WORK TO COMPLETE: Every record is to be printed exactly as written, and any picture in it is skipped.

GIVEN INFORMATION:
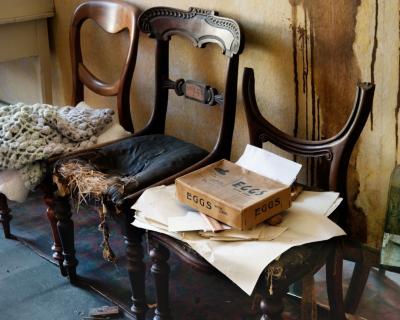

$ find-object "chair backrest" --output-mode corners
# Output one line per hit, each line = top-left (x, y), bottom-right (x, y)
(137, 7), (244, 161)
(70, 0), (140, 133)
(242, 67), (374, 224)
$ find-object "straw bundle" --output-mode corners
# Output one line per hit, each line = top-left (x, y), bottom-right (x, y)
(54, 160), (110, 204)
(53, 159), (128, 262)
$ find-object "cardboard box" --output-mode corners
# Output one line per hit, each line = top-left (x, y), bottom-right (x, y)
(175, 159), (291, 230)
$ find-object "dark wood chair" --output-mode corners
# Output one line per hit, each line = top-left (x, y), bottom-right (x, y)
(0, 0), (140, 242)
(45, 6), (243, 319)
(146, 67), (375, 320)
(42, 0), (140, 275)
(243, 68), (375, 319)
(0, 193), (12, 239)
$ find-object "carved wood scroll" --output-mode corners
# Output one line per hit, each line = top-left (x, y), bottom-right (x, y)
(163, 78), (223, 105)
(138, 7), (243, 57)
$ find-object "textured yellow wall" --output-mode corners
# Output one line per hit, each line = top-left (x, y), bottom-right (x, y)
(0, 0), (397, 249)
(353, 1), (399, 248)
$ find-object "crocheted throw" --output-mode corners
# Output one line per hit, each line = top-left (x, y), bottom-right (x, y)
(0, 102), (114, 189)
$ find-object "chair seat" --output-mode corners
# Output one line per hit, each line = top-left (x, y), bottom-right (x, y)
(150, 231), (335, 290)
(53, 134), (208, 206)
(264, 240), (335, 290)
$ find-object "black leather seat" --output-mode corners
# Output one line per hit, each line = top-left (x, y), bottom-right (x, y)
(54, 135), (208, 205)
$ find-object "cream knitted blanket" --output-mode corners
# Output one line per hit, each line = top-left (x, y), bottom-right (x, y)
(0, 102), (114, 189)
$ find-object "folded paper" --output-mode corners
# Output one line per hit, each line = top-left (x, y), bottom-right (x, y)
(198, 224), (286, 241)
(168, 211), (213, 232)
(132, 185), (190, 226)
(236, 144), (302, 185)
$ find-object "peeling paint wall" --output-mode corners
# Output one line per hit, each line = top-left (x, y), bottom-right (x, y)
(353, 0), (399, 248)
(0, 0), (397, 249)
(288, 0), (399, 249)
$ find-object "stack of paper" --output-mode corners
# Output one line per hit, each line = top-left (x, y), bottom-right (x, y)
(131, 145), (346, 295)
(132, 185), (287, 241)
(132, 186), (344, 295)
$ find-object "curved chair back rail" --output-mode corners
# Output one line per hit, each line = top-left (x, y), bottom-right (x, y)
(138, 7), (243, 57)
(70, 0), (140, 132)
(243, 67), (375, 208)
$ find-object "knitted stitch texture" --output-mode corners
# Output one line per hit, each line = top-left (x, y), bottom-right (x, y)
(0, 103), (114, 189)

REPLY TO THE TASK:
$ find-object "chair backrest" --output-mode corners
# Output one line per hit, each line = top-left (x, y), bottom-right (x, y)
(137, 7), (244, 161)
(70, 0), (140, 133)
(242, 67), (374, 224)
$ find-object "straw bundle" --output-mode corners
# Output one line per hit, each line = top-left (x, y), bottom-right (x, y)
(54, 160), (110, 204)
(53, 159), (128, 262)
$ find-object "cardboard box" --output-mode corners
# Output one line per hit, each line = top-left (x, y), bottom-right (x, y)
(175, 159), (291, 230)
$ find-object "dark wood chair" --output-mode corners
# Output one line per hit, each line = top-left (x, y), bottom-right (x, y)
(0, 0), (140, 242)
(45, 6), (243, 319)
(146, 67), (375, 320)
(42, 0), (140, 275)
(243, 68), (375, 319)
(0, 193), (12, 239)
$ find-object "carved wood scroll" --output-mode corners
# Output one line per hit, each line = top-left (x, y), bottom-right (x, y)
(163, 78), (223, 105)
(138, 7), (243, 57)
$ find-object "textured yellow wall" --output-mode corners
# Output one line per hit, each line = top-left (x, y), bottom-right (x, y)
(0, 0), (397, 249)
(353, 1), (399, 248)
$ find-object "crocheted throw" --output-mode corners
# Output one line per hit, each line = top-left (x, y), bottom-right (x, y)
(0, 102), (114, 189)
$ find-object "chair seat" --output-mode corners
# Output one line per hit, each line = top-left (x, y), bottom-right (x, y)
(150, 231), (335, 290)
(53, 134), (208, 206)
(264, 240), (335, 290)
$ find-object "black leather seat" --output-mode corners
# Output one line per hit, each line = top-left (x, y), bottom-right (x, y)
(54, 135), (208, 205)
$ find-object "cream knitted blanket" --output-mode corners
# Output one line per hit, each line = top-left (x, y), bottom-right (x, y)
(0, 102), (114, 189)
$ find-object "folded paper" --output-mode corners
# Output one line per hit, each line = top-left (x, y), bottom-right (x, y)
(198, 224), (286, 241)
(168, 211), (213, 232)
(132, 185), (190, 226)
(236, 144), (302, 185)
$ find-object "peeling paint wall" --output-mode corners
# Output one line per hit, each line = top-left (x, y), bottom-right (x, y)
(353, 0), (399, 248)
(0, 0), (397, 249)
(288, 0), (399, 249)
$ find-object "stack of paper" --output-mode corners
# Output one line per hit, each line = top-left (x, y), bottom-right (x, y)
(131, 145), (346, 295)
(132, 185), (287, 241)
(132, 186), (344, 295)
$ find-object "curved chair back rail" --output-mode corners
# Output one line per hit, each line = top-left (x, y), bottom-right (x, y)
(138, 7), (243, 57)
(70, 0), (140, 132)
(243, 67), (375, 208)
$ find-object "knitted stitch texture" --output-mode corners
# Output one line per hit, each line = top-left (x, y), bottom-right (x, y)
(0, 103), (114, 189)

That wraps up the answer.